[Point-per-instance localization data]
»»

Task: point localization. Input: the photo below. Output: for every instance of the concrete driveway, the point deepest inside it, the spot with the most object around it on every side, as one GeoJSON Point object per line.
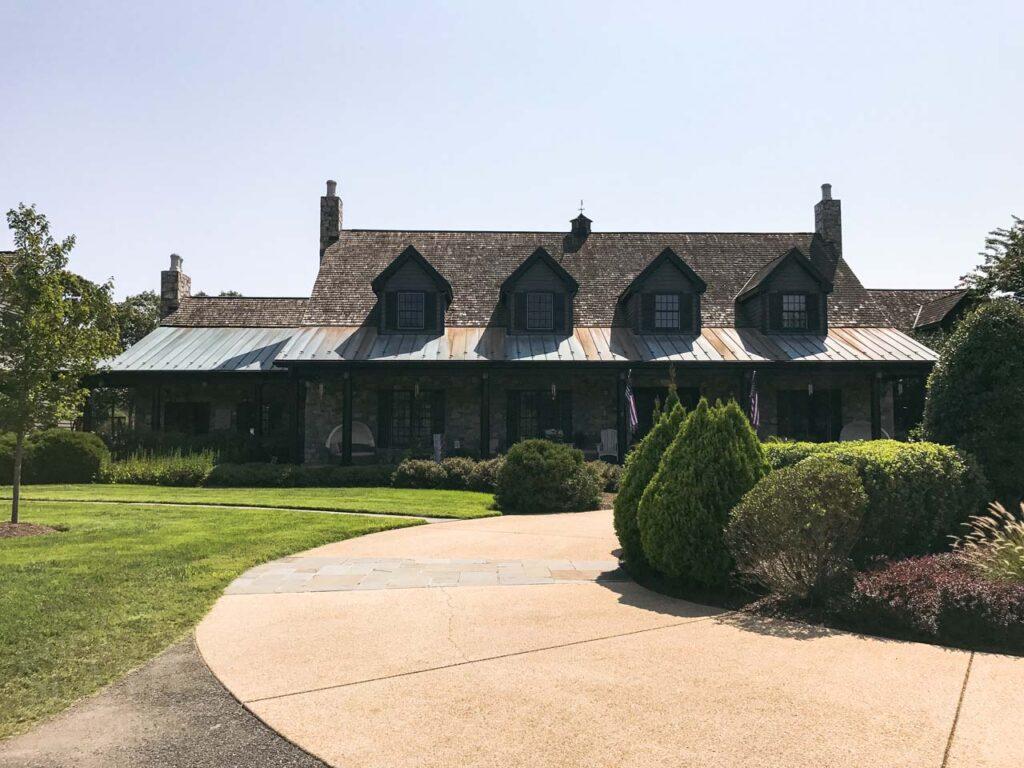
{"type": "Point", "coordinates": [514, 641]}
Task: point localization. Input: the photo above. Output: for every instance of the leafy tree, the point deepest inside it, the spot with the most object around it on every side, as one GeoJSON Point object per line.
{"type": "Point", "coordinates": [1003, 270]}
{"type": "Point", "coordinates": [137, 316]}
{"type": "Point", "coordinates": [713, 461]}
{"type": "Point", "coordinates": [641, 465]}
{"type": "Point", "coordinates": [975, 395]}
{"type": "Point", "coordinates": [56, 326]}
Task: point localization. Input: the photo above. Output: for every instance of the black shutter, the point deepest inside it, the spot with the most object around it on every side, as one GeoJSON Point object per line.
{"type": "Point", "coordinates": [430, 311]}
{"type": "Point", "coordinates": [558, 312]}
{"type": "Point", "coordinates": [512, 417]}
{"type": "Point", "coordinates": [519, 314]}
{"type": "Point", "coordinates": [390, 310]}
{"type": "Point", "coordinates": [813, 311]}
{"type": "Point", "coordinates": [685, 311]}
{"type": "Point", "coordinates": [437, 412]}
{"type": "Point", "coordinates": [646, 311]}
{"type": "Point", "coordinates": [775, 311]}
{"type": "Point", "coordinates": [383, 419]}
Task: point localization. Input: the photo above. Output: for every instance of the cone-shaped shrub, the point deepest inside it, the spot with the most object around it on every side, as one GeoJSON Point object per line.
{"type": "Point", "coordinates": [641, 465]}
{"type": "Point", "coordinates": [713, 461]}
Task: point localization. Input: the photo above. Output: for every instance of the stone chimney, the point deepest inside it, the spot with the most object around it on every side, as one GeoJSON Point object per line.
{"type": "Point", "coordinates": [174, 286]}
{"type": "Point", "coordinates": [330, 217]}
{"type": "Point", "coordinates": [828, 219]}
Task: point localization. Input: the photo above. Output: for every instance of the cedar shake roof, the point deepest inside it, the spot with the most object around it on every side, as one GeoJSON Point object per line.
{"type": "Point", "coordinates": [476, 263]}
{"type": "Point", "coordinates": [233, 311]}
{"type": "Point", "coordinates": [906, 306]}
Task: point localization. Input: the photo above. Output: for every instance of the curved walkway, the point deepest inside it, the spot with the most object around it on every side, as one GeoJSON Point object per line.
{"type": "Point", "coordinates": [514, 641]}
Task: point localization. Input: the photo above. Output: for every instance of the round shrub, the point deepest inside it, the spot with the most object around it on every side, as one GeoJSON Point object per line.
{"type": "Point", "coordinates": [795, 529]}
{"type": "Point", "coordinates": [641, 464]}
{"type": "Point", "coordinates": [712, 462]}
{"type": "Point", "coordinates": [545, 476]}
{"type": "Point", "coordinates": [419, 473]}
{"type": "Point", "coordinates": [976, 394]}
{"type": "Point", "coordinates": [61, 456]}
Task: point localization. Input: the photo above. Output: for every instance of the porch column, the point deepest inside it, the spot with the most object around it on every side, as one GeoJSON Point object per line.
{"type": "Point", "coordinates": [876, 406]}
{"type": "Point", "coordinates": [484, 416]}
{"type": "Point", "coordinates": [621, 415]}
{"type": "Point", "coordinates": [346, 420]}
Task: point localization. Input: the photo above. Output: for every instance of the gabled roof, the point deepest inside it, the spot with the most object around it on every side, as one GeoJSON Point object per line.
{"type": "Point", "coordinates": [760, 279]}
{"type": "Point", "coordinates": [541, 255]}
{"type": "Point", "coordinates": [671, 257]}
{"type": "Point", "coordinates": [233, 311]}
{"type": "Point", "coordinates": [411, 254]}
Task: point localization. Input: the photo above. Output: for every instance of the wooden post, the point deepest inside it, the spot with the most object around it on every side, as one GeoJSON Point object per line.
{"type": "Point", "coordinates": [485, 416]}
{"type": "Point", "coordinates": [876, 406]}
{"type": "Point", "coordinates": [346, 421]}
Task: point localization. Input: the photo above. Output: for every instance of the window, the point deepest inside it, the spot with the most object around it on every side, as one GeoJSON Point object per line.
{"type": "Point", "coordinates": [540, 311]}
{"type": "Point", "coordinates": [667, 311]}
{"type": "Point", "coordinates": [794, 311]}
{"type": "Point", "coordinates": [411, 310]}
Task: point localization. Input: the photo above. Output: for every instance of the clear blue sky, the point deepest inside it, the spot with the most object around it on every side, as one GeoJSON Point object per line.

««
»»

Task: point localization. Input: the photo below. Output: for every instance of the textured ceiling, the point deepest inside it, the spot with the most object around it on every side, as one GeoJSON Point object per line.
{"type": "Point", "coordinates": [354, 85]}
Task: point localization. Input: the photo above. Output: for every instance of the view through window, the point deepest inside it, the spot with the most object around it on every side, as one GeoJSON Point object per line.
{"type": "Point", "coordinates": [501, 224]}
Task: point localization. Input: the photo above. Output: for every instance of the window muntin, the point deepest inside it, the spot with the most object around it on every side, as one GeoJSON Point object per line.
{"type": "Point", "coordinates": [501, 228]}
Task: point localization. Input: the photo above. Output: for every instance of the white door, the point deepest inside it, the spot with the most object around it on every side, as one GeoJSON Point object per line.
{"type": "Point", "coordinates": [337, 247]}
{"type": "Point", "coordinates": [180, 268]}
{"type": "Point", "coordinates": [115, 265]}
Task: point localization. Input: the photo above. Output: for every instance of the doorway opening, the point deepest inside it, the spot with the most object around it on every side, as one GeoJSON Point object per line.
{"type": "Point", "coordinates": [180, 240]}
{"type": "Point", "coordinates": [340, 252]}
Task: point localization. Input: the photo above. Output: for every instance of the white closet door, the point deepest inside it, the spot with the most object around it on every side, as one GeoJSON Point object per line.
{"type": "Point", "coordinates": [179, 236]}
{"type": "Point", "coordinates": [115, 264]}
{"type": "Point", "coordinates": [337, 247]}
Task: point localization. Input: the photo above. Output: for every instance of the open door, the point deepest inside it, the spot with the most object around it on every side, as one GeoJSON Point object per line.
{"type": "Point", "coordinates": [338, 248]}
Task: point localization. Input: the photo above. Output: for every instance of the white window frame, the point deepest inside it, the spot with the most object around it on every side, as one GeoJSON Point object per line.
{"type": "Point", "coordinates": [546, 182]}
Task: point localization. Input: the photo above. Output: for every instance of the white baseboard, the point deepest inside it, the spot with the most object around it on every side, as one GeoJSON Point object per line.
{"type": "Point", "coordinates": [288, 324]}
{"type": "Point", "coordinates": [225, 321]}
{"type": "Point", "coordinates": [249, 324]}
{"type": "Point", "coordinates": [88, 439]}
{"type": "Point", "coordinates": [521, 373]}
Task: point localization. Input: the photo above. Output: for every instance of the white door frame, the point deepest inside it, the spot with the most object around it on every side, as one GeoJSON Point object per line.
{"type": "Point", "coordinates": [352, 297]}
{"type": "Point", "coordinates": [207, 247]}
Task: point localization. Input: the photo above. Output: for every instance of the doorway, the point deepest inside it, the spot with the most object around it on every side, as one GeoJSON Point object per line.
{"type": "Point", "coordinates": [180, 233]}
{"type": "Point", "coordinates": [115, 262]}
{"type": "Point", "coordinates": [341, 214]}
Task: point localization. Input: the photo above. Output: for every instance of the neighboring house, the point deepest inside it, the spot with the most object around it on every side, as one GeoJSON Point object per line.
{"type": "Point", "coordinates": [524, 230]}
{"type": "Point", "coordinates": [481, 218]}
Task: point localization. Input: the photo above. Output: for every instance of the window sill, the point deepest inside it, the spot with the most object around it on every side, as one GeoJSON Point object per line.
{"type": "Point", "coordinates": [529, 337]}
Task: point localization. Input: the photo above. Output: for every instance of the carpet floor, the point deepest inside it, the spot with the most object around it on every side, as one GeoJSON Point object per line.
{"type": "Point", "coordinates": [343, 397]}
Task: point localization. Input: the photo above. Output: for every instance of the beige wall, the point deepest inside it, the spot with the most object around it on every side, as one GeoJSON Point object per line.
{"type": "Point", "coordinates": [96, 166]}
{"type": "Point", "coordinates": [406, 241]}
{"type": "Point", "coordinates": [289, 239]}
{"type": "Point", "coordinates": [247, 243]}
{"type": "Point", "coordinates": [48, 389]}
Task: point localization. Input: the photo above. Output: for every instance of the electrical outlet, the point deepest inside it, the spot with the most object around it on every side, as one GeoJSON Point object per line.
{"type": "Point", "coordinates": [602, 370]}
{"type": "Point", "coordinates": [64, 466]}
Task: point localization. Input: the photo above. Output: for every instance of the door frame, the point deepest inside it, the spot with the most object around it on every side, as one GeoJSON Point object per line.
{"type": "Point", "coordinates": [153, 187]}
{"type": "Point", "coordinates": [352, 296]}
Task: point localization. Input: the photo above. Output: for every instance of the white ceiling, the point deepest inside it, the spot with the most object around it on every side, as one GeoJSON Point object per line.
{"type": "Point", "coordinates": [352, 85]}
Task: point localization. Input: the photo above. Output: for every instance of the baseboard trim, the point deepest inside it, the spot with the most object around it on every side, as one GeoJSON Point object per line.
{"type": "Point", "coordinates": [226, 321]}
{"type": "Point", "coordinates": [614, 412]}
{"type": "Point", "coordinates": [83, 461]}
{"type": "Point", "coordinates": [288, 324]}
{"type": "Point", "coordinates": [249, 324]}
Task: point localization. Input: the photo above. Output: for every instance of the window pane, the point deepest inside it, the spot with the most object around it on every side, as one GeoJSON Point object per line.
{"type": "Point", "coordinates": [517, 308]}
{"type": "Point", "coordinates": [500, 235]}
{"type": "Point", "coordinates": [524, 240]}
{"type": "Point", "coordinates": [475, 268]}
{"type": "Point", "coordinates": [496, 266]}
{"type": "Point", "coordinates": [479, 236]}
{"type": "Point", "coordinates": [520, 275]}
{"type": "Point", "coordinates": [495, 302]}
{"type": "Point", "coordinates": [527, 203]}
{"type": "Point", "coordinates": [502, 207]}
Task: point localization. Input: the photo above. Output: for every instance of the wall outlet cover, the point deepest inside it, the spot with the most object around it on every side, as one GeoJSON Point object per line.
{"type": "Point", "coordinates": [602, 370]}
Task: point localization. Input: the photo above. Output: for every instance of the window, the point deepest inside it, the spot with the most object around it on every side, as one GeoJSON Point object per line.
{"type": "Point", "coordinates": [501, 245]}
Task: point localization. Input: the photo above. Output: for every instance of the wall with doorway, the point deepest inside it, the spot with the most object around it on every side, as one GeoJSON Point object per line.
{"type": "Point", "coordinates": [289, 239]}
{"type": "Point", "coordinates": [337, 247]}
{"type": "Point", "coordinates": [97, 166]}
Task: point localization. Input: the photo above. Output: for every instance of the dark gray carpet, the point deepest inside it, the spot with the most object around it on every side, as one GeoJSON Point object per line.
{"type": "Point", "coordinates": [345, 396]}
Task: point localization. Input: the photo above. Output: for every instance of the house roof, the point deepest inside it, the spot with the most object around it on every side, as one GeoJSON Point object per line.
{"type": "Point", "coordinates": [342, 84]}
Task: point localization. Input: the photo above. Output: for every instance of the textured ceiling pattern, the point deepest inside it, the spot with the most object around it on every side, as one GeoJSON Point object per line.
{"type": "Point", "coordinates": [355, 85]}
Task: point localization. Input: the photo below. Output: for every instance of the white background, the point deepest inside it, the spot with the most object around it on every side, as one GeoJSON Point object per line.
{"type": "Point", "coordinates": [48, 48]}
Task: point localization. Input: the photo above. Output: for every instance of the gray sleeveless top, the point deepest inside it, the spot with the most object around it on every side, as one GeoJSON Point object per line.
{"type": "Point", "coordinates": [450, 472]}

««

An exact copy of the lines above between the line holding "of the gabled" and the line holding "of the clear", inclusive, is the whole answer.

Reply:
Task: point localization. Input: the photo above. Output: for every instance of the gabled roof, the point deepest inside it, the spot with the most object around it on every side, as one GeoJSON Point object per line.
{"type": "Point", "coordinates": [760, 279]}
{"type": "Point", "coordinates": [541, 255]}
{"type": "Point", "coordinates": [671, 257]}
{"type": "Point", "coordinates": [233, 311]}
{"type": "Point", "coordinates": [411, 254]}
Task: point localization. Input: the photo above. Output: for every instance of the wooden post, the point deepest inside it, the spot with the most object around it on every side, as one GeoJSON Point object per line.
{"type": "Point", "coordinates": [485, 416]}
{"type": "Point", "coordinates": [876, 406]}
{"type": "Point", "coordinates": [346, 421]}
Task: point localization. Input: the photo above. Output: for every instance of the window, the point deepest inside it, the spot with the most object around it on every side, as one GeoJSON Point object per line.
{"type": "Point", "coordinates": [540, 311]}
{"type": "Point", "coordinates": [667, 311]}
{"type": "Point", "coordinates": [794, 311]}
{"type": "Point", "coordinates": [411, 310]}
Task: point localization. Input: the photo above. Output: for every instance of the clear blue sky, the point deepest inside it, the spot with the most object around it on every side, as one GeoJSON Point object per line.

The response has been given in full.